TEXTAUSZUG:
════════
İyidirli und seinen Mit­strei­te­r*in­nen in der SPD, wie der frisch gewählten Abgeordnete Sevim Aydin – die sich zudem für ein Gastarbeiterdenkmal in ihrem Wahlbezirk Kreuzberg, einsetzt – schwebt ein Museum mit einem öffentlichen Dokumentationszentrum vor. Bloß keine Anbindung an ein bestehendes Museum und bitte auch keine Ausstellungsfläche irgendwo in einem Museum der Stadtgeschichte. Viel zu wenig sei die Geschichte dieser Menschen gewürdigt worden, die nicht nur aus der Türkei, sondern auch aus Ländern wie Portugal, Griechenland und Italien in diese Stadt kamen und sie nachhaltig prägten.

Die Idee gärt schon länger

Bereits 2019 hatte Wirtschaftssenatorin Ramona Pop (Grüne) nach einem Besuch des National Immigration Museum auf Ellis Island in den USA ein solches Museum für Berlin gefordert. Aber so richtig angepackt hat das Ganze damals kaum jemand.

Zeitschriften, Flugblätter, Plakate, Fotos an eine Wand geklebt – aus der Sammlung des Porträtierten

Zeitschriften, Flugblätter, Plakate, Fotos – Ahmet İyidirli hat alles aufgehoben Foto: Amélie Losier

Die Idee gärt also schon länger, vor allem bei der ersten Generation, der İyidirli angehört. Er merke, dass ihm die Zeit weglaufe, weil viele Zeitzeugen alt und krank sind und ihre Geschichten es vielleicht nicht schaffen könnten, in einem solchen Archiv der Erinnerungen dokumentiert zu werden, so İyidirli.

Wie einige wenige seiner Generation bewahrt der 65-jährige Kreuzberger mit dem wachem Blick und einem markanten Schnurrbart alles auf, was mit der Geschichte seines Vereins, der in den 1970er Jahren gegründet wurde und als Anlaufstelle für die sogenannten Gast­ar­bei­te­r*in­nen in diesem Land fungierte, zu tun hat: mehrsprachige Zeitschriften, Flugblätter, Plakate mit politischen Forderungen, viele Fotos und sogar bunte Vereinswimpel. Seitdem er in Berlin lebt – also seit 1975, als er als 18-jähriger Student in West-Berlin ankam –, ist İyidirli politisch aktiv und Sozialdemokrat.
════════
WAS ZU TUN IST:
1. Übertragen Sie den Satz „Aber so richtig angepackt hat das Ganze damals kaum jemand.“ aus dem Textauszug ins Englische.
2. Entscheiden Sie für jede Aussage, ob sie mit dem Textauszug übereinstimmt, und belegen Sie Ihre Antwort mit den ausschlaggebenden Worten daraus. (a) Ramona Pop forderte bereits 2019 ein solches Museum für Berlin. (b) Das Museum soll an ein bestehendes Museum angebunden werden. (c) İyidirli kam 1975 als Student nach West-Berlin.
3. Entnehmen Sie dem Textauszug wörtlich die Passage von „Bereits 2019 hatte“ bis „damals kaum jemand.“.
Die anschließenden Zeilen werden für die Bearbeitung nicht benötigt.

EXTRAHIERTE DATEN:
════════
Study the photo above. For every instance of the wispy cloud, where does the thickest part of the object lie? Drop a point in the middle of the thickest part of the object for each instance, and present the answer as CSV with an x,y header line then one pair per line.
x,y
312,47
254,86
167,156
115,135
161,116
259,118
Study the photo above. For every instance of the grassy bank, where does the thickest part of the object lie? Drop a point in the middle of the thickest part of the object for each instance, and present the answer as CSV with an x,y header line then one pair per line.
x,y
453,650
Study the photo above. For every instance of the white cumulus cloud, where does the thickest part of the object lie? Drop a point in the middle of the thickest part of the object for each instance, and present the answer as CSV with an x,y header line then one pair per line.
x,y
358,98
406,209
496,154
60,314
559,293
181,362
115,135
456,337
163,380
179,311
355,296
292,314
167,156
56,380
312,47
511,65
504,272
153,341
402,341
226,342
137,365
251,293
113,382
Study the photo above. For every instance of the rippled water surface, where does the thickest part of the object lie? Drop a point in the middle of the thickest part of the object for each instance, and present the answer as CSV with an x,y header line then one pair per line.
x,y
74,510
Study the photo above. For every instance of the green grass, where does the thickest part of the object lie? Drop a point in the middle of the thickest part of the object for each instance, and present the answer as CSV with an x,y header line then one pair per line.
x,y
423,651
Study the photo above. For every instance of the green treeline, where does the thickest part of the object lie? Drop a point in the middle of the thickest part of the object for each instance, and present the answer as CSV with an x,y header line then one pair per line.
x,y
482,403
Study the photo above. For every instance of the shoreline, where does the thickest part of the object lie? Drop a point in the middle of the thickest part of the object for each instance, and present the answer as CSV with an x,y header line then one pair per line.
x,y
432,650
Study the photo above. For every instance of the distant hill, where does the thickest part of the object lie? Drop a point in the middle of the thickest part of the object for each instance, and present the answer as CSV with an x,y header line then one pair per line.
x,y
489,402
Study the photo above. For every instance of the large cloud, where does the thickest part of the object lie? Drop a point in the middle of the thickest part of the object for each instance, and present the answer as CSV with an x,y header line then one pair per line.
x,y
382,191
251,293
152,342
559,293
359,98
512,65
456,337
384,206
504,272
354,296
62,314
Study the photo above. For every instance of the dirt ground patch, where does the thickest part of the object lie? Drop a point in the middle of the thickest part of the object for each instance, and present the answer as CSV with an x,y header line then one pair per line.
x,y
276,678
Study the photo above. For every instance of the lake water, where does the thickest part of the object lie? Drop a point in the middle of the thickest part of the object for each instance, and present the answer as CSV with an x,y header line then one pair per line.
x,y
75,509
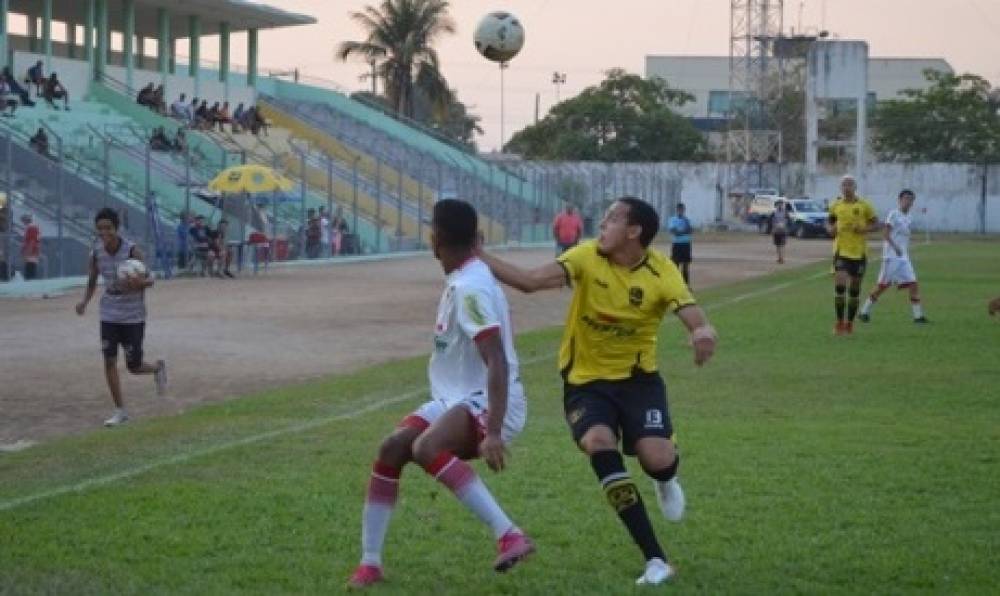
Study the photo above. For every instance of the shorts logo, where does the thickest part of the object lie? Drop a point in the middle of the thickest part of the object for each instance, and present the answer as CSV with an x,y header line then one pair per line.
x,y
635,296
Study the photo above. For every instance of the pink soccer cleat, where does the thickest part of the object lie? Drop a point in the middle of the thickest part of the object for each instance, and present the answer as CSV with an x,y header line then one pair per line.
x,y
514,546
365,576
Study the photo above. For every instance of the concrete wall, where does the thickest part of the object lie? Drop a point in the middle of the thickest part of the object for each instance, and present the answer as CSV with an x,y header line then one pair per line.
x,y
699,75
948,195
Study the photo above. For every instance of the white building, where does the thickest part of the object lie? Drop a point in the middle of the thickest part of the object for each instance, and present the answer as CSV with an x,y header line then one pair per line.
x,y
707,78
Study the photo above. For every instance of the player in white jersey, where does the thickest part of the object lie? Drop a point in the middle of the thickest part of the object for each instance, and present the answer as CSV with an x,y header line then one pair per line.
x,y
897,270
477,402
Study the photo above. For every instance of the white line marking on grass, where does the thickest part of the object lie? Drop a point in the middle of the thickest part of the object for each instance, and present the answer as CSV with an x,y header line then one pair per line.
x,y
316,423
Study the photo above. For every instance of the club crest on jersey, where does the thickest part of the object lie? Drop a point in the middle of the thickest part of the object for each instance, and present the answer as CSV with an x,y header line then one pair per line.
x,y
635,296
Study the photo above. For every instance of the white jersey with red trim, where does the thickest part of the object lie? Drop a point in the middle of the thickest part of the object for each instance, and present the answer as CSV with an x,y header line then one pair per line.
x,y
472,305
899,230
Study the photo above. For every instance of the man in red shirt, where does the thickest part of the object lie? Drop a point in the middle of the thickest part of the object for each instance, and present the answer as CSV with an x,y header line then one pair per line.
x,y
567,229
31,248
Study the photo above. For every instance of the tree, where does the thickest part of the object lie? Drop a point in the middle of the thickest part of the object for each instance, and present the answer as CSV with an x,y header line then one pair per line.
x,y
954,120
400,38
624,118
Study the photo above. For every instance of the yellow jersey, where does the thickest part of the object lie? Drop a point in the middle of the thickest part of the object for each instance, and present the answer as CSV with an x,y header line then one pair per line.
x,y
615,315
846,216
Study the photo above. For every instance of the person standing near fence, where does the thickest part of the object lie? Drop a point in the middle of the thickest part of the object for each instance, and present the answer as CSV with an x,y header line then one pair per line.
x,y
567,229
122,308
31,247
680,250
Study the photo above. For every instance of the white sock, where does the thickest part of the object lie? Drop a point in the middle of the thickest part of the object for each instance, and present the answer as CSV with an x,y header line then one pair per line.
x,y
374,526
471,491
383,490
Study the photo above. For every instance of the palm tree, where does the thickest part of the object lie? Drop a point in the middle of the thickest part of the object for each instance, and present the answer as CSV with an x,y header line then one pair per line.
x,y
400,38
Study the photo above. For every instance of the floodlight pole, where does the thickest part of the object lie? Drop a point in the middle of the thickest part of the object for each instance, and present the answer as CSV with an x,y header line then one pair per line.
x,y
503,67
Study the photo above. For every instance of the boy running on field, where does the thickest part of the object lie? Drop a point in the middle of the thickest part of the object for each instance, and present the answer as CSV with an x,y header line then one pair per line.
x,y
122,308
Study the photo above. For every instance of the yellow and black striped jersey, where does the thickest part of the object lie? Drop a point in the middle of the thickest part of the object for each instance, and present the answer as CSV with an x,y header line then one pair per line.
x,y
615,315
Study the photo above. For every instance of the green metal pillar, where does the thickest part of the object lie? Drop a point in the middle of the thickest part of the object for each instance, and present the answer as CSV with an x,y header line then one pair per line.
x,y
163,42
88,33
103,39
47,33
33,34
4,46
194,66
252,57
224,52
128,50
71,39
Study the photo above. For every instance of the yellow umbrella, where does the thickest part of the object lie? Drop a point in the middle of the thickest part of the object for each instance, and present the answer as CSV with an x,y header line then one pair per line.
x,y
249,179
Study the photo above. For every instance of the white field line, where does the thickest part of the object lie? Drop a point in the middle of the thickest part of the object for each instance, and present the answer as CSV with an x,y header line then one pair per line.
x,y
318,422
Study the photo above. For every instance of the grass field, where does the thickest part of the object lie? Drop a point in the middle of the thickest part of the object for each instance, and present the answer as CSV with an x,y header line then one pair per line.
x,y
812,464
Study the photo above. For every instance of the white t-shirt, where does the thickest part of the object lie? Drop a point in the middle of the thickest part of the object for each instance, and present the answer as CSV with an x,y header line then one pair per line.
x,y
473,304
899,223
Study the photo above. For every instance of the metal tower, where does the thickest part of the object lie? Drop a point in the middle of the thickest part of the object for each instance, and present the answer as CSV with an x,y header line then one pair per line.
x,y
754,87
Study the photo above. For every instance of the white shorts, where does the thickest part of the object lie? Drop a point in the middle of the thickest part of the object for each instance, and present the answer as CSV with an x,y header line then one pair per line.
x,y
896,271
477,406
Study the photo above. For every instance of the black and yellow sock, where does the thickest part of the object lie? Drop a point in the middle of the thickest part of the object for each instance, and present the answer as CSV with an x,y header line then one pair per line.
x,y
852,303
624,497
839,302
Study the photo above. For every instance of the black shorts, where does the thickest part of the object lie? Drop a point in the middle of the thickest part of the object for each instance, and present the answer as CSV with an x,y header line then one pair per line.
x,y
680,252
633,408
128,336
853,267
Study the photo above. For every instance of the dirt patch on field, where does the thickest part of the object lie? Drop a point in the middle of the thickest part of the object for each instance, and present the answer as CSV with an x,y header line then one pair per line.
x,y
225,338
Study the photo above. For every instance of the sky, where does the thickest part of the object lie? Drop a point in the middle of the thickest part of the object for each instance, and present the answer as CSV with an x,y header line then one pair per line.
x,y
584,38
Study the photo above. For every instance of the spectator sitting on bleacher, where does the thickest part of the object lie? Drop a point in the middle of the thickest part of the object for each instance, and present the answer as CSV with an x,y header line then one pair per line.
x,y
179,109
159,141
180,141
40,142
201,243
193,111
55,90
145,96
6,100
36,77
201,116
159,100
238,118
15,87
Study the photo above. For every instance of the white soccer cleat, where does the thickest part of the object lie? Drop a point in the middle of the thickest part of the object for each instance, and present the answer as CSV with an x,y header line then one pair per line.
x,y
671,498
657,572
119,417
160,377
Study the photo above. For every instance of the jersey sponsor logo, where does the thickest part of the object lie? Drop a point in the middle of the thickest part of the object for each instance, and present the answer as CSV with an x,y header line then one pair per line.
x,y
616,330
635,296
473,310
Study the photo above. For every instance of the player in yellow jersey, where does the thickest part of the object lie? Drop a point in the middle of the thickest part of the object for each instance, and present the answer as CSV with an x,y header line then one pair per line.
x,y
850,219
622,289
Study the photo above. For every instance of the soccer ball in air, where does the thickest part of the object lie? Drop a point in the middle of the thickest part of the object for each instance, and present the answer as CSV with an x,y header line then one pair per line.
x,y
132,268
499,36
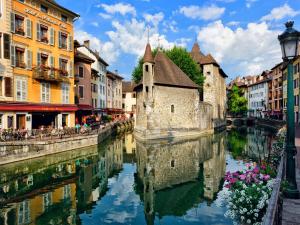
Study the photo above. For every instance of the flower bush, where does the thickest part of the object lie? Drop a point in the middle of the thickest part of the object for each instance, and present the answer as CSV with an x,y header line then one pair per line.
x,y
246,193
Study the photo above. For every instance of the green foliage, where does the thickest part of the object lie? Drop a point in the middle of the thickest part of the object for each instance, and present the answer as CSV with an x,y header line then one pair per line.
x,y
237,141
181,58
237,103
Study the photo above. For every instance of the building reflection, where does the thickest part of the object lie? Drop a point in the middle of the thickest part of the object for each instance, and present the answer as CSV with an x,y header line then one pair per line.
x,y
174,176
58,192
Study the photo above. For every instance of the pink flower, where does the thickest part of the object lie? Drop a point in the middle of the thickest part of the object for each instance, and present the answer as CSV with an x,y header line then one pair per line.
x,y
256,170
242,177
266,177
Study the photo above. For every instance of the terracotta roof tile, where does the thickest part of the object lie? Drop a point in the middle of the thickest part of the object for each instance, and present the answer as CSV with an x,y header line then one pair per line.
x,y
167,72
148,54
128,86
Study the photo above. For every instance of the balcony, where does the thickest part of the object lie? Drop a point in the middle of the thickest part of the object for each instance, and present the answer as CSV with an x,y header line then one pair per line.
x,y
44,73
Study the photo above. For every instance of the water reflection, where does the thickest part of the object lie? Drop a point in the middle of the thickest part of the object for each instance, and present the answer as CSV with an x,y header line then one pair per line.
x,y
123,181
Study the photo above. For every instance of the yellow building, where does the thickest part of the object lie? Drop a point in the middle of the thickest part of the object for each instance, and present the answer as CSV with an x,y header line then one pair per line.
x,y
42,57
296,84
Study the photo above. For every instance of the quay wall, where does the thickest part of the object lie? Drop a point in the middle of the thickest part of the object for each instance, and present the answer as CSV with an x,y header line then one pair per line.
x,y
27,149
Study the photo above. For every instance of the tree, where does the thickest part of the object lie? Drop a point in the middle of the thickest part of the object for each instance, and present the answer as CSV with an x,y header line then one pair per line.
x,y
237,103
181,58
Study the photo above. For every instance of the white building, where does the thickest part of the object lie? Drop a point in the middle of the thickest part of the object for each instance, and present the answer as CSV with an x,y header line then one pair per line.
x,y
101,67
129,99
258,97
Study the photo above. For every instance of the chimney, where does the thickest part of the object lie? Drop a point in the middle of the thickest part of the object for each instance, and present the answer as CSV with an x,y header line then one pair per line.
x,y
87,43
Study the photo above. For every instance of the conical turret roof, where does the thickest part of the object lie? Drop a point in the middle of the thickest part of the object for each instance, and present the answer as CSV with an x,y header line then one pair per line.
x,y
148,54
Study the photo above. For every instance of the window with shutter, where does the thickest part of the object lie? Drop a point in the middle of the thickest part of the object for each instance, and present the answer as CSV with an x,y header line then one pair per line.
x,y
12,23
52,36
13,55
6,39
65,93
29,59
38,32
8,86
38,59
45,92
28,28
70,47
21,89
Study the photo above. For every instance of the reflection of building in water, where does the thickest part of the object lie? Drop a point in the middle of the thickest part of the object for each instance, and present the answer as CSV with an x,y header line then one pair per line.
x,y
215,167
258,143
172,176
114,157
129,148
53,207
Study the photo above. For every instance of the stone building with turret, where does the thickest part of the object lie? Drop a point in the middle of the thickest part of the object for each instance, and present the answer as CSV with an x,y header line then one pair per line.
x,y
214,88
168,101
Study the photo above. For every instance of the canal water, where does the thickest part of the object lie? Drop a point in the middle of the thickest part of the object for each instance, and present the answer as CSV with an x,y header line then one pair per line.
x,y
123,181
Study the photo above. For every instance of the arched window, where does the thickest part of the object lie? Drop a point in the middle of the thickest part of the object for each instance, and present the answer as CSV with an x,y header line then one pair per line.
x,y
172,108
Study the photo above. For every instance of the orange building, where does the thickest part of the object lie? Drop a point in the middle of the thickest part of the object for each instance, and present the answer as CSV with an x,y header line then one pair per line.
x,y
43,70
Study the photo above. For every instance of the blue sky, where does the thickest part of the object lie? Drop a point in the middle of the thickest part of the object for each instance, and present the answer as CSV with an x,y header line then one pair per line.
x,y
240,34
════════
VOLLSTÄNDIGE LÖSUNGEN:
1. But hardly anyone really tackled the whole thing back then.

2.
(a) Ja: „Bereits 2019 hatte Wirtschaftssenatorin Ramona Pop (Grüne) nach einem Besuch des National Immigration Museum auf Ellis Island in den USA ein solches Museum für Berlin gefordert.“
(b) Nein: „Bloß keine Anbindung an ein bestehendes Museum“
(c) Ja: „seit 1975, als er als 18-jähriger Student in West-Berlin ankam“

3.
Bereits 2019 hatte Wirtschaftssenatorin Ramona Pop (Grüne) nach einem Besuch des National Immigration Museum auf Ellis Island in den USA ein solches Museum für Berlin gefordert. Aber so richtig angepackt hat das Ganze damals kaum jemand.